Monaco, 23 février 2016, par Jean-Luc Vannier ——

Cecilia Bartoli (Norma). Photographie © Alain Hanel.

 

« P   ourquoi pas un Vaisseau fantôme avec des migrants » tempêtait un mélomane d'un certain âge à l'issue de la représentation, dimanche 21 février à l'opéra de Monte-Carlo, de Norma, melodramma en deux actes de Vincenzo Bellini créé au Teatro alla Scala de Milan le 26 mai 1831 ? Pendant l'entracte, une dame dont l'exaspération était inversement proportionnelle à sa taille modeste nous avait « alpagué » : « zéro », nous lançait-elle, joignant son pouce à l'index pour illustrer son courroux et former le chiffre fatidique arabe. À traduire par « vide » !

Signée Patrice Caurier et Moshe Leiser, la mise en scène de cette Norma austro-monégasque, coproduite avec le Festival de Salzbourg et en collaboration avec U-Live / Universal Music Arts & Entertainment de Londres, déplaçait le drame, censé se dérouler « en Gaule, l'époque de la domination romaine », pendant l'occupation de la France par le IIIe Reich. Et posait à ce titre, la sempiternelle équation des limites inhérentes à toute transposition d'une œuvre ancienne dans une ère contemporaine: comment par exemple adapter certaines des paroles comme « Allez sur la colline, ô druides » (Ite sul colle, o Druidi) chantés par des chœurs armés de fusils et de revolvers ? Quelle signification donner, par ailleurs, à l'intérieur d'une salle de classe en remplacement du temple et de l'autel ? Convient-il d'y voir, tout comme le symbole du livre déchiré par le proconsul Pollione, le lieu du « savoir vrai » platonicien contre l'obscurantisme et la dictature ? N'existe-t-il pas d'autres atrocités de par le monde pour ne pas puiser dans la barbarie nazie, spectre mille fois exploité? L'adhésion du compositeur, dans sa jeunesse, au mouvement des Carbonari, de même que le livret de Felice Romani inspiré d'une pièce de Soumet – « un appel à la révolte contre l'hydre impériale » — plaidaient toutefois en ce sens : les deux metteurs ont donc décidé de récidiver après leur travail sur Otello de Rossini au Théâtre des Champs-Elysées en avril 2014. 

Christoph Strehl (Pollione), Rebeca Olvera (Adalgisa) et Cecilia Bartoli (Norma). Photographie © Alain Hanel.

◆ OBJECTIF ÉNONCÉ ◆
Prolongez la critique de la Norma donnée à Monte-Carlo à partir de sa dernière phrase. Les lignes qui suivent constituent un matériau distinct de la critique de Norma.

◆ CONTENU DES DONNÉES ◆
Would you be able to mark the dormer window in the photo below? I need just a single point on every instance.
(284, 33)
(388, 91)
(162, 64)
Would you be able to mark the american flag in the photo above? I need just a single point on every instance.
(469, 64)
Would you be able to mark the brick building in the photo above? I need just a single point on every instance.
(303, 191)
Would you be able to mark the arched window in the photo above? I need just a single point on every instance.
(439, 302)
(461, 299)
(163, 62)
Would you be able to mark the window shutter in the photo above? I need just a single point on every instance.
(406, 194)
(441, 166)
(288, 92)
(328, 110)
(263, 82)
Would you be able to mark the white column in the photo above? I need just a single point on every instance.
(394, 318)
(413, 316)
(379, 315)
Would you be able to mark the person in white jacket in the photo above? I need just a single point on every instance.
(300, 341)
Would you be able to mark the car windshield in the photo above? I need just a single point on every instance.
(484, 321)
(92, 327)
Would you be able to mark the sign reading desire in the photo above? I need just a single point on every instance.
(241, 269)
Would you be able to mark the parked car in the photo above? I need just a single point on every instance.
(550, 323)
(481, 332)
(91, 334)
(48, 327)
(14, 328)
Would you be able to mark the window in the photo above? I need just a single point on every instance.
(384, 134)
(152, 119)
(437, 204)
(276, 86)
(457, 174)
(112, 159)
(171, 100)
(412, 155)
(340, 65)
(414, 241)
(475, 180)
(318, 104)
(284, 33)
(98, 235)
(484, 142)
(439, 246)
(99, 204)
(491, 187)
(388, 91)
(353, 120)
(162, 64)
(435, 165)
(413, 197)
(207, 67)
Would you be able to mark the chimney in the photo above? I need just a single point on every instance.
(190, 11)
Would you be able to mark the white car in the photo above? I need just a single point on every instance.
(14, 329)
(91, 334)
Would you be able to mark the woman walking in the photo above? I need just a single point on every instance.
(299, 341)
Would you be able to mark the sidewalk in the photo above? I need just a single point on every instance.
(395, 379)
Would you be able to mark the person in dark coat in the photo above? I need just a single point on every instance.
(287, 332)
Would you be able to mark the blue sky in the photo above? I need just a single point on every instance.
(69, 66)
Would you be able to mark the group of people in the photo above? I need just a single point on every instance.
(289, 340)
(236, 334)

◆ RÉPONSE ATTENDUE ◆
Fort heureusement, la direction musicale et, plus encore, la distribution vocale nous font complètement oublier cette fâcheuse controverse. Aux commandes de l'Orchestre I Barocchisti, reconnu internationalement comme l'une des formations de référence pour l'interprétation de la musique ancienne sur instruments d'époque, Diego Fasolis mérite toute notre admiration. Non content d'une incroyable énergie qu'il parvient à dompter dans les moments les plus éthérés de la partition, il supervise avec une précision d'orfèvre les chanteurs ainsi qu'un authentique « play-back simultané » : incapable d'interpréter le rôle d'Adalgisa en raison d'un « refroidissement soudain », la soprano mexicaine Rebeca Olvera mimait néanmoins vocalement et scéniquement son personnage, chanté dans un coin de l'avant-scène par la soprano italienne — somptueuse, lumineuse — Eva Mei.

Eva Mei (Adalgisa). Photographie © Opéra de Monte-Carlo.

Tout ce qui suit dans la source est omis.